--- start Data for this exercise ---

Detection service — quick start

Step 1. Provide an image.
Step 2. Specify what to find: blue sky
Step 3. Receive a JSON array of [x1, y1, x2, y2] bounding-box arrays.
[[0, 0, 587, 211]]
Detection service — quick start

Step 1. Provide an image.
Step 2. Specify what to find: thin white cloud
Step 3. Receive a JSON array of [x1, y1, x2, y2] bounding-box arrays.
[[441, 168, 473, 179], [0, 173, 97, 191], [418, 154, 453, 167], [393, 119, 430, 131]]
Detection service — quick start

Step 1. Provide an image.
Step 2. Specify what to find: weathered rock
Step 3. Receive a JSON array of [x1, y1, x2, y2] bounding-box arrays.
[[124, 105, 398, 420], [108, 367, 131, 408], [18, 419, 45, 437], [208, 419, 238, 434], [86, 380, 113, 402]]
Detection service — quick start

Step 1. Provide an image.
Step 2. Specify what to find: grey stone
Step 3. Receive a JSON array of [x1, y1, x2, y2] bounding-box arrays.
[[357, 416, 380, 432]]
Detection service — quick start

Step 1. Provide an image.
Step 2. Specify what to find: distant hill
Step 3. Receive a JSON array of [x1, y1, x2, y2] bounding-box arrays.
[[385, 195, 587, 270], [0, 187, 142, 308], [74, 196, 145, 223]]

--- end Data for this exercise ---

Please pull out every line of the listing above that contains the string "find", and copy each such line in full.

▶ [Written answer]
Step 2. Specify what to find: blue sky
Step 2. Specify what to find: thin white cloud
Step 2. Specify what to find: weathered rock
Step 2. Specify what to find: grey stone
Step 2. Specify what to find: distant hill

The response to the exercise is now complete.